**WHAT YOU ARE ASKED TO DO**
Locate the line that contains "wooden shingle roof", then copy it and all later lines of the data below exactly, through the last one.

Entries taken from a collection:
################

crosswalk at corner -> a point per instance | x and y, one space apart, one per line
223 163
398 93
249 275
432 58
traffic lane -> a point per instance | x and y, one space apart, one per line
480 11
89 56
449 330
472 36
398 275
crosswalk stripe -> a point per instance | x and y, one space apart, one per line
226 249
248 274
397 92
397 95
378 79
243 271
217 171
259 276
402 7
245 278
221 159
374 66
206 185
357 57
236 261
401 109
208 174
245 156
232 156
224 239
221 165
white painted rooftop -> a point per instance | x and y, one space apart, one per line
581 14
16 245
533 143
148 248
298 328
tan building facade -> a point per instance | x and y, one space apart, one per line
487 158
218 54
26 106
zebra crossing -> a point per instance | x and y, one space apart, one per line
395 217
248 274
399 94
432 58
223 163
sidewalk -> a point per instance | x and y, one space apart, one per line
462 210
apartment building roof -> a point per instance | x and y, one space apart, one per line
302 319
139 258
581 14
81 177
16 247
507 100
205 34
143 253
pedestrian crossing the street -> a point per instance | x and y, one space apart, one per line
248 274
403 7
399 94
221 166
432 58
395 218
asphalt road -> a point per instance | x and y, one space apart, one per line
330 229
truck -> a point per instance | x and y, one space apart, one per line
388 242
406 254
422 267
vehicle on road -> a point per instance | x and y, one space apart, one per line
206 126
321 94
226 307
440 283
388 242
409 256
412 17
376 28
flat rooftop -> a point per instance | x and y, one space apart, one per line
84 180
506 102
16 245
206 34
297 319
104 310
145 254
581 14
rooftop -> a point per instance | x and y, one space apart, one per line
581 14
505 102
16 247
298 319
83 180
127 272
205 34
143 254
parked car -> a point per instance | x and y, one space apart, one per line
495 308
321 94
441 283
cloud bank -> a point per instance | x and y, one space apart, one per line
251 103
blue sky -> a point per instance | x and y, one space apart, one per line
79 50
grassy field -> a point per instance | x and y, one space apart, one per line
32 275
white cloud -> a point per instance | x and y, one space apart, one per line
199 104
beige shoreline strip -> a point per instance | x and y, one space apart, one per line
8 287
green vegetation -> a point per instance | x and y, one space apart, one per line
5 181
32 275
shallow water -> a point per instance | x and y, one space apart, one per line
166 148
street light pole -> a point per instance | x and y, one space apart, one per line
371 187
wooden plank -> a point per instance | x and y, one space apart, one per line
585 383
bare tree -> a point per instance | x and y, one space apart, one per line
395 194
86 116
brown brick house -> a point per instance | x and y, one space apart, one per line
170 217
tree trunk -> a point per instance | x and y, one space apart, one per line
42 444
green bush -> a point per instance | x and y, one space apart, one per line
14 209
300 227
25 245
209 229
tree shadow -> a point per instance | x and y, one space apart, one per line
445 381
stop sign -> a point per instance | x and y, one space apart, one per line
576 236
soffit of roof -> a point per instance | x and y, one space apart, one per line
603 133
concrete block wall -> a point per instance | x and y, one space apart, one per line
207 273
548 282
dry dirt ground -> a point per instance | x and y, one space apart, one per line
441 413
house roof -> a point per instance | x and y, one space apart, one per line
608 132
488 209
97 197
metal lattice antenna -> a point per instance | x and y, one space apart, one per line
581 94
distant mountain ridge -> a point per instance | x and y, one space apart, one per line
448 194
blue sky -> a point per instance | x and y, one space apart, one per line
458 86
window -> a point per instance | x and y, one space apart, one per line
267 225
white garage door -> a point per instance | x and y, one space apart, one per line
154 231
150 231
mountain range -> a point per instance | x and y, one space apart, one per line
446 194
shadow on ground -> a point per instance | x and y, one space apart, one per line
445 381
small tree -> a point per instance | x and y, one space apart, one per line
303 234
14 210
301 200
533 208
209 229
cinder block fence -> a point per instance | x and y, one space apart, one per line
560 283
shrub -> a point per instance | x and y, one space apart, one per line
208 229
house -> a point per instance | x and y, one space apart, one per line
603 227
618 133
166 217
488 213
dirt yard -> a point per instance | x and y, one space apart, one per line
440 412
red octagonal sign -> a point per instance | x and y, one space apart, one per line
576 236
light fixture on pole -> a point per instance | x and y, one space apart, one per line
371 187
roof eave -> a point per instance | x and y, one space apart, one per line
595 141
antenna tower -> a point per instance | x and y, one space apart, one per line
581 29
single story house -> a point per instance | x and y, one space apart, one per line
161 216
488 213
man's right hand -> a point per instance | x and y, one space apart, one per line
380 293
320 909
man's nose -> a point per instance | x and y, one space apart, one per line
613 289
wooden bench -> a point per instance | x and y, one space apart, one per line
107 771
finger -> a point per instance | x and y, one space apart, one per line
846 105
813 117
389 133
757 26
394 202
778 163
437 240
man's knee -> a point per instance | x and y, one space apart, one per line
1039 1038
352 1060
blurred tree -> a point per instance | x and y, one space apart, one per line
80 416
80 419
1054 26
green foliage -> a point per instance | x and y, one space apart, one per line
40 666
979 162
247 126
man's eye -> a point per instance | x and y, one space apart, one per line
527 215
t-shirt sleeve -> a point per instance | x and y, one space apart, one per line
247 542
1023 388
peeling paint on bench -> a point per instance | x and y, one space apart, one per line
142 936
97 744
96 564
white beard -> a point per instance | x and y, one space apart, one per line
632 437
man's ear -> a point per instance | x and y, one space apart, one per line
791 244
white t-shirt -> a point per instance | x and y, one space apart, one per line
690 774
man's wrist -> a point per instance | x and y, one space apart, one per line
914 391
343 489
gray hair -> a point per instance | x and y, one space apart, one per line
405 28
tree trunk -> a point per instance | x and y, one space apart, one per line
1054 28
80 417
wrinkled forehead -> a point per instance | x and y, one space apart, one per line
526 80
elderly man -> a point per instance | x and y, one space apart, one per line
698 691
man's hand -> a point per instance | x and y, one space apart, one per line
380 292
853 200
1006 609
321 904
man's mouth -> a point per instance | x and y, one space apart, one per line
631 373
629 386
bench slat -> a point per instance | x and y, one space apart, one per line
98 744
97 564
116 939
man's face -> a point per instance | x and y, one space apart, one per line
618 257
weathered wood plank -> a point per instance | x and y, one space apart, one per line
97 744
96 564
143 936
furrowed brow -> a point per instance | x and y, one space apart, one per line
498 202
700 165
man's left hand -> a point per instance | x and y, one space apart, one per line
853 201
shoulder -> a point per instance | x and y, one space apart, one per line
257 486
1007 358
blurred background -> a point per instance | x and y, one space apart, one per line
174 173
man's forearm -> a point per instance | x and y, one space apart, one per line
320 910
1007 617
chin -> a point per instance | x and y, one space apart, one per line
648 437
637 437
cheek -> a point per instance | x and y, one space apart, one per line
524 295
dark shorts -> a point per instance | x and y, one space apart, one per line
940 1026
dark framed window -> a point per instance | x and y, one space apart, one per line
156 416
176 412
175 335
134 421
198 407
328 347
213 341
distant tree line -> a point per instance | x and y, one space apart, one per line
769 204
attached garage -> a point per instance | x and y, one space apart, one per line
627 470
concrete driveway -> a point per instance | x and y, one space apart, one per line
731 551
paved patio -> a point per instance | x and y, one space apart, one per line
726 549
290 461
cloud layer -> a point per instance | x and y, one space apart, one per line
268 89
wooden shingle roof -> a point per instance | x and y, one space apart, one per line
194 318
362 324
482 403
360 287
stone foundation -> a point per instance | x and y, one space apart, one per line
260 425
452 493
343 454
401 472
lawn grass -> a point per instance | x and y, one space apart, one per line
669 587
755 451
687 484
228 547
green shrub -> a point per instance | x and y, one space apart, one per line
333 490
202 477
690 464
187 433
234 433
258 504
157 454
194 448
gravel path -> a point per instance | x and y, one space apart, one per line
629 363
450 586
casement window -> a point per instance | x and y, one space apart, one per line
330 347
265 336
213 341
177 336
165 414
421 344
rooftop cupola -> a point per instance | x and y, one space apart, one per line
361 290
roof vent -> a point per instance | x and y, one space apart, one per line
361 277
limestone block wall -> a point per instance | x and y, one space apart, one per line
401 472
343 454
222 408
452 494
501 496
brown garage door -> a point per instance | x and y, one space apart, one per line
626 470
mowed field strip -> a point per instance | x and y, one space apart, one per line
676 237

################

**SOLUTION TO THIS TASK**
wooden shingle roof -> a point per instance | x and y, one space apart, one per line
194 318
362 324
482 403
360 287
stone foundation -> a point per instance | x and y, one space apart, one per line
260 425
452 493
343 454
401 472
lawn grass -> a point per instance | x and y, one space apart, one per line
669 587
755 451
687 484
228 547
green shrub -> a point per instance | x and y, one space apart, one per line
333 490
202 477
690 464
187 433
234 433
258 504
157 454
194 448
gravel path -> a point per instance | x and y, one space apart, one per line
629 363
450 586
casement window -> a point per instance | x and y, one space apart, one per line
330 347
265 336
213 341
177 336
165 414
421 344
rooftop cupola -> a point per instance | x and y, one space apart, one per line
361 290
roof vent -> a point per instance | x and y, one space apart, one per line
361 277
limestone block wall -> a point per instance | x and y, one space apart, one per line
401 472
343 454
222 408
452 494
501 496
brown garage door -> a point per instance | x and y, one space apart, one per line
626 470
mowed field strip -> a point per instance | x and y, one space apart, one per line
676 237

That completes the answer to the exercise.